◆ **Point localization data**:
══════════════════════════════

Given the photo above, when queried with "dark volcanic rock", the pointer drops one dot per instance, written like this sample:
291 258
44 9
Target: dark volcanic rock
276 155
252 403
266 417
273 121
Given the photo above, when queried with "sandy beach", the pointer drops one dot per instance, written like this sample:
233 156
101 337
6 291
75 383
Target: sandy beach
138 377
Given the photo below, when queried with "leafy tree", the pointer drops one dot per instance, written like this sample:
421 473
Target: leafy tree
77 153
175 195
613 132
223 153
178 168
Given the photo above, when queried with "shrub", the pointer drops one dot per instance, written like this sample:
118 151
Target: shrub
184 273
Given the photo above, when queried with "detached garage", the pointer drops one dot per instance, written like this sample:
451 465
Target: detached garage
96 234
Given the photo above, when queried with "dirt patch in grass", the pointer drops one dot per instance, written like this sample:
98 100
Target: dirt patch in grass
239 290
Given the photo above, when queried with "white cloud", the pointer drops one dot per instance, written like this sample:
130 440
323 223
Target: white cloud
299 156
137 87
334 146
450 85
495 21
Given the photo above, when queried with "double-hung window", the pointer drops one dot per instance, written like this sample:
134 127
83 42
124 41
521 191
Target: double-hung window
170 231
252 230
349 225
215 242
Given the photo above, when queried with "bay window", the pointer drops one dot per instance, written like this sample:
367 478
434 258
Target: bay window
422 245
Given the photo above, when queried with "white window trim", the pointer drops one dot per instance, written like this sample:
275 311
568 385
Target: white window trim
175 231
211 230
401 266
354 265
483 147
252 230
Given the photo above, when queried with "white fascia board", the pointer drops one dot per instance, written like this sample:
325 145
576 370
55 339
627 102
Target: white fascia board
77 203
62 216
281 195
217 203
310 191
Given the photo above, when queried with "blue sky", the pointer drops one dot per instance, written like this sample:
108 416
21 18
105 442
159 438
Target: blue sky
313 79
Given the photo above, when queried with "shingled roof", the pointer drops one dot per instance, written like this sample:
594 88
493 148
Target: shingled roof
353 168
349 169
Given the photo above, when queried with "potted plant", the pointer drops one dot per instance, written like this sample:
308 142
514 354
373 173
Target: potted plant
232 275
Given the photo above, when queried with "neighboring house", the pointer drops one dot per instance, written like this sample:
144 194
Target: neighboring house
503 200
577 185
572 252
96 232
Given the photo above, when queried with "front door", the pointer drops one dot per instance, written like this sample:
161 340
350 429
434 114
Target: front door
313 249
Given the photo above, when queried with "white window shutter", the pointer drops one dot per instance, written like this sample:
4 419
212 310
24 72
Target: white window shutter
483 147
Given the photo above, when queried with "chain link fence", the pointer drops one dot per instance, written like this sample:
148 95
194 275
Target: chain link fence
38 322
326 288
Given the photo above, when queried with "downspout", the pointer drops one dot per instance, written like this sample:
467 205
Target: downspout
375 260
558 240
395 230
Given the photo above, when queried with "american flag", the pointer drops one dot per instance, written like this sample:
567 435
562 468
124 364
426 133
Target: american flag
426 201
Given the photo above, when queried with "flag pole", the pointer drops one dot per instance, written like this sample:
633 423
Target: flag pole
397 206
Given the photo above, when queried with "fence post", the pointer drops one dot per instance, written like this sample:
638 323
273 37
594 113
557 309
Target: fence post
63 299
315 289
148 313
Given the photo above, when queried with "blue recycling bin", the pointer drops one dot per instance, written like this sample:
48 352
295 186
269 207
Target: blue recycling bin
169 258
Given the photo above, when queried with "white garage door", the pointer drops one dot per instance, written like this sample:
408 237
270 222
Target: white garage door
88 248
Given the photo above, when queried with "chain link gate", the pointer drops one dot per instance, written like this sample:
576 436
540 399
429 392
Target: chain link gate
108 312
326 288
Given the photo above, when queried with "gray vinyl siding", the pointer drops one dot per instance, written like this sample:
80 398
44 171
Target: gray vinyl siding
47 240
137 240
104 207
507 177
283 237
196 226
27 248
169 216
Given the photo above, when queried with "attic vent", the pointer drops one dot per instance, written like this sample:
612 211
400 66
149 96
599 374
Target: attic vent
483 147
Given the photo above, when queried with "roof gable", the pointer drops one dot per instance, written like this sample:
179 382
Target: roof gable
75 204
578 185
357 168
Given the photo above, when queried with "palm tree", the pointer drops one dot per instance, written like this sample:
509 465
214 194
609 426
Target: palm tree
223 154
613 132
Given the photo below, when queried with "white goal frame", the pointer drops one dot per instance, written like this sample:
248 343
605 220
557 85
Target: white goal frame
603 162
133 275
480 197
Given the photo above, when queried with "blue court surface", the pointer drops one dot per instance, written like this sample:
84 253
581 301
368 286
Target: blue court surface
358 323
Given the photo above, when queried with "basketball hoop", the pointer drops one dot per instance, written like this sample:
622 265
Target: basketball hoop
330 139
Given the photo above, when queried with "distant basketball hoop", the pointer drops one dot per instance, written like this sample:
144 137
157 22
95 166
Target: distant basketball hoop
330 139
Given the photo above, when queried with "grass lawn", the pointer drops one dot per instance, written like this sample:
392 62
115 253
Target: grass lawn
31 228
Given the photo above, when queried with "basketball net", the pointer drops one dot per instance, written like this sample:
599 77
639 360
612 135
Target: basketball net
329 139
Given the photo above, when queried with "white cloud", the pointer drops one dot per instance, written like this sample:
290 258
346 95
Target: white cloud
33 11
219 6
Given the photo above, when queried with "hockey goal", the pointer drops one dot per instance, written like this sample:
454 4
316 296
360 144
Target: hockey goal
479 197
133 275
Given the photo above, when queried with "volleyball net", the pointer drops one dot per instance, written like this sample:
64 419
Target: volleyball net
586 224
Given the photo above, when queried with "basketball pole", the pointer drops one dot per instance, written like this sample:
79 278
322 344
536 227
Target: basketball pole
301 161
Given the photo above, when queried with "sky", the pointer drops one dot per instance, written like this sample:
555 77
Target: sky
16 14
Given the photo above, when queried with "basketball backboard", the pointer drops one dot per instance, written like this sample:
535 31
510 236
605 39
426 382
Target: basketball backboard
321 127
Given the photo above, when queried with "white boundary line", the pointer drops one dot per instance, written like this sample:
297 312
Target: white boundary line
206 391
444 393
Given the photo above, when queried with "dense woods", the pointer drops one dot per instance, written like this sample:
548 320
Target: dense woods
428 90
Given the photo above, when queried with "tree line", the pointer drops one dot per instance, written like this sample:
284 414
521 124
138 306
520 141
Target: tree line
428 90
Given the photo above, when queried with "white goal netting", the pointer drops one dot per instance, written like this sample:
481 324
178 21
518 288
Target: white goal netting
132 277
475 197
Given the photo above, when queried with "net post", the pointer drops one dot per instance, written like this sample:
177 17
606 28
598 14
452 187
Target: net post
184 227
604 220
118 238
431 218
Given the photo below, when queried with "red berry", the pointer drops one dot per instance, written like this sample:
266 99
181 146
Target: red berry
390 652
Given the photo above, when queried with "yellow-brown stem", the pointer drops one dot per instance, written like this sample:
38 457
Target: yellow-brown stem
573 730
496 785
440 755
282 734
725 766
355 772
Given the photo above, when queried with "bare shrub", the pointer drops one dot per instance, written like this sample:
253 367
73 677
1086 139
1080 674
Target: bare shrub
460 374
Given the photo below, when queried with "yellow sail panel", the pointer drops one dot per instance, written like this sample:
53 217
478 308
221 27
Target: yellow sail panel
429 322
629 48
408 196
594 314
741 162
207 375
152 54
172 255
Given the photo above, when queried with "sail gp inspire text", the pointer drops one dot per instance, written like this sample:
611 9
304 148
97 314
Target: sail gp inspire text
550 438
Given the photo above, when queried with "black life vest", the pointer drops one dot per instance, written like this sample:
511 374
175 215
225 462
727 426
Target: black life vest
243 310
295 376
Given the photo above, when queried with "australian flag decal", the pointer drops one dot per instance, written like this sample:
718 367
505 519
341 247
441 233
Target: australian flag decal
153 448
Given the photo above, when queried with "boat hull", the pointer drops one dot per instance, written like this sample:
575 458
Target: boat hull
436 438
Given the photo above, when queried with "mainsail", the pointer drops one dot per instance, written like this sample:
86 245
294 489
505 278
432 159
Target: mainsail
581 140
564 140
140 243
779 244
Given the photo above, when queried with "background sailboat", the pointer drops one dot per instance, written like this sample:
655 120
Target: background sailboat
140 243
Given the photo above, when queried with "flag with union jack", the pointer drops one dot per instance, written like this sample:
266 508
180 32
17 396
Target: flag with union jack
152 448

══════════════════════════════

◆ **Work instructions**: Which lines hold the word "below"? Copy each of them from the records.

◆ **Response to the exercise**:
Given the photo below, when queried with "leafy tree", the pointer drops one dot per instance, written like this sample:
Given the photo below, when queried with "white goal frame", the pointer drops one dot per instance, written like this sample:
Given the photo below, when queried with "red berry", the pointer drops one dot per instance, written like this sample:
Given the photo below, when queried with "yellow sail panel", the pointer drops one dot per instance, written like this sample:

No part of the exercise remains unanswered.